--- start of PASSAGE PROVIDED ---
Sterling rose notably against many currencies during the opening half of last week, leading GBP/USD to recover to almost the 1.15 level on the Tuesday only for it to ebb lower as the U.S. Dollar made a comeback ahead of the weekend. 

Dollars had been sold widely early on last week but were bought ahead of the weekend with demand seemingly encouraged by better-than-expected U.S. data including Wednesday's Institute for Supply Management Services PMI and Friday's non-farm payrolls report for September.

"We continue to see little in the data flow that would seriously undermine the FOMC's intention to continue with aggressive hikes in November (+75bp) and December (+50bp)," says Jonathan Millar, a senior U.S. economist at Barclays. 

"Indeed, with communications consistently signalling participants' preference for a 75bp hike in November, we see only a remote possibility that even an unexpectedly soft CPI print next week would alter these plans," Millar and colleagues wrote in a Friday look at the week ahead. 


Above: Pound to Dollar rate shown at hourly intervals with Fibonacci retracements of late September recovery indicating possible areas of short-term technical support for Sterling and shown alongside upside down Dollar Index and USD/CNH exchange rate. Cick image for closer inspection.
--- end of PASSAGE PROVIDED ---
--- start of EXTRACTED MATERIAL ---
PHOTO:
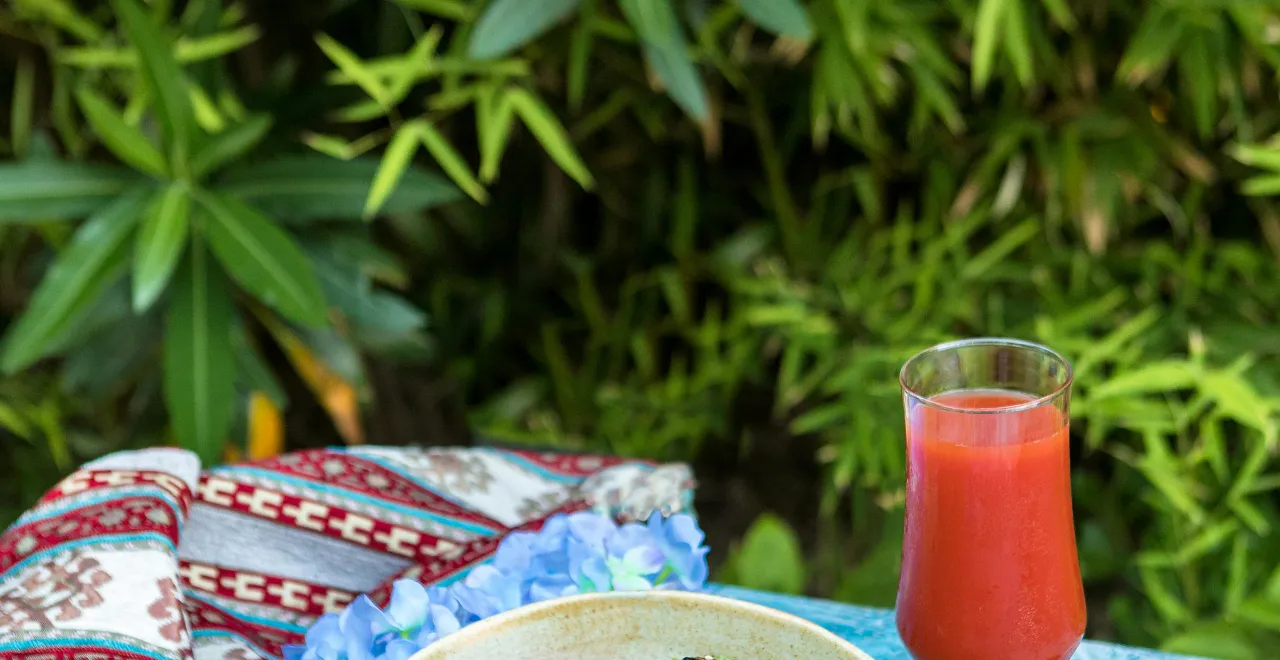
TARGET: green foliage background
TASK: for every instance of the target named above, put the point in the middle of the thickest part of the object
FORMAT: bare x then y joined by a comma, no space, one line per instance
--- end of EXTRACTED MATERIAL ---
--- start of EXTRACTED MATERIAL ---
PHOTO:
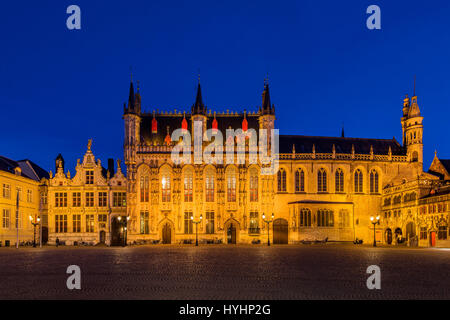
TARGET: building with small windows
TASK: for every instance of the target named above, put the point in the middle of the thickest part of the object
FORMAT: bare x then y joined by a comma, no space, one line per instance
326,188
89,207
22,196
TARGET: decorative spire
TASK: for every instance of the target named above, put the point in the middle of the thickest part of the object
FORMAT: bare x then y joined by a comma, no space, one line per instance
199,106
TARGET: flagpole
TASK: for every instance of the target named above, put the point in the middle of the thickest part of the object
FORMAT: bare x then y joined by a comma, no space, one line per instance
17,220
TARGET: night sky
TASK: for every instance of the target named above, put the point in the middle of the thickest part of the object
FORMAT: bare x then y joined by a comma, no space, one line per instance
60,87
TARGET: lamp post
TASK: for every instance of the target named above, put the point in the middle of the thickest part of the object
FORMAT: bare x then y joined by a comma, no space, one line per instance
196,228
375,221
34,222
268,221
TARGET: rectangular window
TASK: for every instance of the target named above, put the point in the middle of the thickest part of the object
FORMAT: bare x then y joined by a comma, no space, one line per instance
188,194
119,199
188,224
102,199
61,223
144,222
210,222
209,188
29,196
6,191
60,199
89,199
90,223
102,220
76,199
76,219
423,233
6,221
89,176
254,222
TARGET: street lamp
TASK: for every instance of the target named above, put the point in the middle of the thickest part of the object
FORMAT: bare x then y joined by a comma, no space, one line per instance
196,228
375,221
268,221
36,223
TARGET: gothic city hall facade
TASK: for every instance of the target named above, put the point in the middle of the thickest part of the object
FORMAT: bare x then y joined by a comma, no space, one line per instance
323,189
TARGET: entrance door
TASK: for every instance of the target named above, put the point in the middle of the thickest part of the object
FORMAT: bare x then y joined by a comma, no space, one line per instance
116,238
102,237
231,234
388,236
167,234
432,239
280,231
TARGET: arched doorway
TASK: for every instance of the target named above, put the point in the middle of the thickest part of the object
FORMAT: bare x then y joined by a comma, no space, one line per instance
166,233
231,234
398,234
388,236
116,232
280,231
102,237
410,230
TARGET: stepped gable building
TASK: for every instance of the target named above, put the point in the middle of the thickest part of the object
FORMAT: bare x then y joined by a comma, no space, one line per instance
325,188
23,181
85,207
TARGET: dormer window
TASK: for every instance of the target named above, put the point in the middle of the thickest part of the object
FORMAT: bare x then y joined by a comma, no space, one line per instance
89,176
--- end of EXTRACTED MATERIAL ---
### SET OF TASKS
1. Rewrite the Sterling passage starting with "Dollars had been" and going on through "economist at Barclays.", substituting "the bank" for "Barclays".
2. List every calendar month named in the Sterling passage.

### RESPONSES TO THE TASKS
1.
Dollars had been sold widely early on last week but were bought ahead of the weekend with demand seemingly encouraged by better-than-expected U.S. data including Wednesday's Institute for Supply Management Services PMI and Friday's non-farm payrolls report for September.

"We continue to see little in the data flow that would seriously undermine the FOMC's intention to continue with aggressive hikes in November (+75bp) and December (+50bp)," says Jonathan Millar, a senior U.S. economist at the bank.

2. September, November, December